Task:
Filter the records below, copying every line that contains the word "tree".

Records to process:
☆ ☆ ☆
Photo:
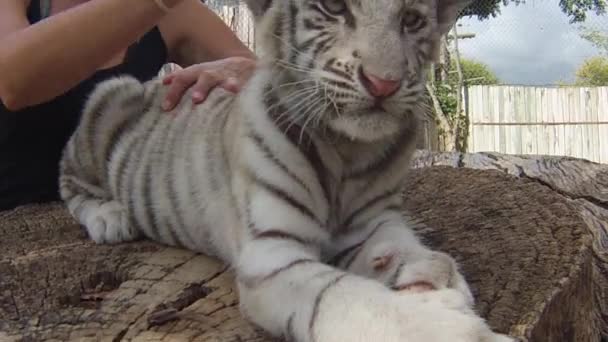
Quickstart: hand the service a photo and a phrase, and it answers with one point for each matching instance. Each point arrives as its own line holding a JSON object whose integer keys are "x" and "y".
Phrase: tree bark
{"x": 529, "y": 232}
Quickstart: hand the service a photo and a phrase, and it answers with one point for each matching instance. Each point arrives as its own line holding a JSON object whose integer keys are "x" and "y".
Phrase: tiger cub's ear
{"x": 448, "y": 12}
{"x": 258, "y": 7}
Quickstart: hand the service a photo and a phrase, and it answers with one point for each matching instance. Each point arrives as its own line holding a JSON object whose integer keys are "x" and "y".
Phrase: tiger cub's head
{"x": 355, "y": 67}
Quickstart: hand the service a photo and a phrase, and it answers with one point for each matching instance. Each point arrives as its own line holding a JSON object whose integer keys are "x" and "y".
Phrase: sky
{"x": 530, "y": 44}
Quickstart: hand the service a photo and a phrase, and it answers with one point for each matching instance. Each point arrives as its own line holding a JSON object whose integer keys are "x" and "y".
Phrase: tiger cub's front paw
{"x": 108, "y": 224}
{"x": 433, "y": 316}
{"x": 413, "y": 272}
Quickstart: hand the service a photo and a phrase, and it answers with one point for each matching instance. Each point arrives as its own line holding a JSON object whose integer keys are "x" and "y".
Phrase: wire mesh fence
{"x": 536, "y": 42}
{"x": 237, "y": 16}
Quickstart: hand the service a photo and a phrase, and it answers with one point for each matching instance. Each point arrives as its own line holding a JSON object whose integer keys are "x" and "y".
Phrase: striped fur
{"x": 296, "y": 182}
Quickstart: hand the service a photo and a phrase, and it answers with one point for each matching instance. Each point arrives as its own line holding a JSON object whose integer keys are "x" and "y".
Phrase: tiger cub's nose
{"x": 378, "y": 87}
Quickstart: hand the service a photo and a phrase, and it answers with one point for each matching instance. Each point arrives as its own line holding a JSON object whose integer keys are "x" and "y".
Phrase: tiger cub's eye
{"x": 413, "y": 20}
{"x": 336, "y": 7}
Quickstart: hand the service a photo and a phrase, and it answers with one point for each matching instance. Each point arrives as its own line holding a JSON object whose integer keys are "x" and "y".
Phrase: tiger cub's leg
{"x": 111, "y": 106}
{"x": 285, "y": 289}
{"x": 105, "y": 220}
{"x": 389, "y": 251}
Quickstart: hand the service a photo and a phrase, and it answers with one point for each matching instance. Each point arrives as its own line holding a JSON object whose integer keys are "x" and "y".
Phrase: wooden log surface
{"x": 529, "y": 232}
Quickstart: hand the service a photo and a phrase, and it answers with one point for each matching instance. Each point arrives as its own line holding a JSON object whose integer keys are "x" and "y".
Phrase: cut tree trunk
{"x": 529, "y": 232}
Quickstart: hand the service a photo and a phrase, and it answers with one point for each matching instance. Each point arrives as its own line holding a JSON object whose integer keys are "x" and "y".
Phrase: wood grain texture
{"x": 530, "y": 234}
{"x": 561, "y": 121}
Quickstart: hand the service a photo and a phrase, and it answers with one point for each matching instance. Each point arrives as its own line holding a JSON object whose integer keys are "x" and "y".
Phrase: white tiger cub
{"x": 296, "y": 182}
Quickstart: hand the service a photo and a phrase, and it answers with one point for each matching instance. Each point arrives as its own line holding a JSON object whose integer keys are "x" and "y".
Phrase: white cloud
{"x": 530, "y": 44}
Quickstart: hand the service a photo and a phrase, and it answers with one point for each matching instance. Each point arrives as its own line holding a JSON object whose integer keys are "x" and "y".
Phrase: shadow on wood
{"x": 530, "y": 234}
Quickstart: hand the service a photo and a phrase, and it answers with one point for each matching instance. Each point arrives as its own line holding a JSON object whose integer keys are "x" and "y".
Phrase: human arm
{"x": 41, "y": 61}
{"x": 204, "y": 38}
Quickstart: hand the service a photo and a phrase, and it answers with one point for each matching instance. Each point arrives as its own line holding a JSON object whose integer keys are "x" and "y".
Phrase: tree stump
{"x": 529, "y": 232}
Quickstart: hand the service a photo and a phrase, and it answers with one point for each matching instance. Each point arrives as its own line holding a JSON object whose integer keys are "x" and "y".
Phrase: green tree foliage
{"x": 596, "y": 37}
{"x": 576, "y": 10}
{"x": 593, "y": 72}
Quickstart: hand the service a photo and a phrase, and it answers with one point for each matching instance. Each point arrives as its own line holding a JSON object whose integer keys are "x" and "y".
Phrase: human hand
{"x": 229, "y": 73}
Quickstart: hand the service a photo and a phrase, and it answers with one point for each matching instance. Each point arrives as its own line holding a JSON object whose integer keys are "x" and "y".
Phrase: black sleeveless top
{"x": 32, "y": 139}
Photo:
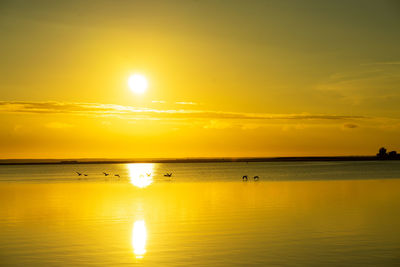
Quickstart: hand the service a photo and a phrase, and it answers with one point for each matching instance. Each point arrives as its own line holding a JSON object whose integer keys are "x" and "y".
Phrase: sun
{"x": 138, "y": 83}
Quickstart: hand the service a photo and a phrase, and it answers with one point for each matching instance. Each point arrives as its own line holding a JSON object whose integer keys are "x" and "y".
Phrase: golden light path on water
{"x": 139, "y": 238}
{"x": 141, "y": 174}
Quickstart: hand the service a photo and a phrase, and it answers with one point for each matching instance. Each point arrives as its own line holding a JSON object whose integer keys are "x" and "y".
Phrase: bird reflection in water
{"x": 141, "y": 174}
{"x": 139, "y": 238}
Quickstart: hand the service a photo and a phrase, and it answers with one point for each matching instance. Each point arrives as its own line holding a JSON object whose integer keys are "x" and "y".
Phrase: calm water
{"x": 298, "y": 214}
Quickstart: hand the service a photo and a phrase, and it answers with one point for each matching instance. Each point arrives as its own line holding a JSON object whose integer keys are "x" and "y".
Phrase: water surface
{"x": 298, "y": 214}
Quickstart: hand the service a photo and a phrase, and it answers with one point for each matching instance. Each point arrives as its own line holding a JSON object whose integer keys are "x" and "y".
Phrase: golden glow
{"x": 139, "y": 238}
{"x": 141, "y": 174}
{"x": 138, "y": 83}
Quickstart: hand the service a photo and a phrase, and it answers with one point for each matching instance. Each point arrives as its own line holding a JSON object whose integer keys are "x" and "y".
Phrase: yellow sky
{"x": 226, "y": 78}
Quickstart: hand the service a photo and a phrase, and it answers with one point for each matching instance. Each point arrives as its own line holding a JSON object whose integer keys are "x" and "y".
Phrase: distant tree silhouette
{"x": 392, "y": 154}
{"x": 382, "y": 153}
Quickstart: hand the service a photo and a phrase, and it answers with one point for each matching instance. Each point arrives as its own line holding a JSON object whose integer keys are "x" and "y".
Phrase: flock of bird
{"x": 119, "y": 176}
{"x": 244, "y": 178}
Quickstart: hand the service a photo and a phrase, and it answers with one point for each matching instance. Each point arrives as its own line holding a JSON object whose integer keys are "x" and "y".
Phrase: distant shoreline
{"x": 185, "y": 160}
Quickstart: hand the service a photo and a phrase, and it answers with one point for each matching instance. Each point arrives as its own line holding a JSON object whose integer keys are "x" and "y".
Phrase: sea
{"x": 335, "y": 213}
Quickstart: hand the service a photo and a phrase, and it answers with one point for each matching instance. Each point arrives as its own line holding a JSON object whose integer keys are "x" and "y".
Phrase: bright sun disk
{"x": 137, "y": 83}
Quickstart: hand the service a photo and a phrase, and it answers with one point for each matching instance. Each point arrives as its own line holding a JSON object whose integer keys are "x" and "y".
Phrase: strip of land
{"x": 187, "y": 160}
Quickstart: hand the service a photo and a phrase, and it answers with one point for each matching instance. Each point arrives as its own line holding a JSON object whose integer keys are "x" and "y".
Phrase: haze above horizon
{"x": 178, "y": 79}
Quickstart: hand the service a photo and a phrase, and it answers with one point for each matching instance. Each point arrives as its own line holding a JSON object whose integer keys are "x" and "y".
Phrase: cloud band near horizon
{"x": 98, "y": 109}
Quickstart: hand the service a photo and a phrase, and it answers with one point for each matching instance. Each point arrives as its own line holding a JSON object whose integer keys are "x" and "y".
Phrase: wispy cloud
{"x": 350, "y": 126}
{"x": 186, "y": 103}
{"x": 381, "y": 63}
{"x": 58, "y": 125}
{"x": 97, "y": 109}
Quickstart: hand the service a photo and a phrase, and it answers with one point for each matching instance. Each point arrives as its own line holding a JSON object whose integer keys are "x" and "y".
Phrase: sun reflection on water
{"x": 141, "y": 174}
{"x": 139, "y": 238}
☆ ☆ ☆
Reply to the task:
Phrase: tree bark
Phrase: cut tree trunk
Phrase: tree stump
Phrase: green tree foliage
Phrase: distant tree silhouette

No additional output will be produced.